THE DATA START

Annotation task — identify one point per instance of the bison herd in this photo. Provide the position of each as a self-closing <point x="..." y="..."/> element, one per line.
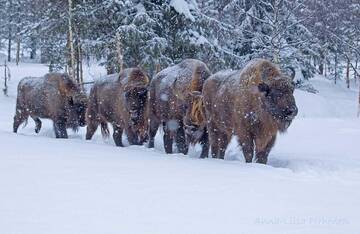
<point x="191" y="104"/>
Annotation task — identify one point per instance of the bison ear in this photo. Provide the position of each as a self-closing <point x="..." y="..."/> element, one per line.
<point x="195" y="94"/>
<point x="264" y="88"/>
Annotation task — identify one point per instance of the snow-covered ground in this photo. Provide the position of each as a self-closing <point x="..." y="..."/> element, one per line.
<point x="311" y="184"/>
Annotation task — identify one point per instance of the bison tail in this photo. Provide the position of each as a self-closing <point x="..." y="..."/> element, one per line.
<point x="105" y="130"/>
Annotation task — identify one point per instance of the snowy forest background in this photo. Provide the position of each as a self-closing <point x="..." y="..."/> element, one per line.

THE DATA END

_WHAT YOU WILL DO:_ With all pictures omitted, repeat every record above word for word.

_FINISHED TASK:_
Annotation task — identify one point per instance of the bison herd in this photo. Provide the position of each as a self-closing <point x="..." y="..."/> element, one per line.
<point x="191" y="104"/>
Annotation task — identify one point per instance of the bison ear in this photo. Provide the position of each as a self-closing <point x="..." y="..."/> element, one per line.
<point x="195" y="94"/>
<point x="264" y="88"/>
Annotation task — identify one point per instance of the snow-covered ground in this photo. Provide the position of each as a self-closing <point x="..." y="..."/> element, one per line.
<point x="311" y="184"/>
Annotation task — identify one point per instance of the bison tail in this photo. Provide the position of each as a self-closing <point x="..." y="..."/> element, one per line.
<point x="105" y="130"/>
Annotation task — identify one point per instance of the snowy forest background in this photo. Provide the position of each as a self-closing <point x="..." y="..."/> element, one per line.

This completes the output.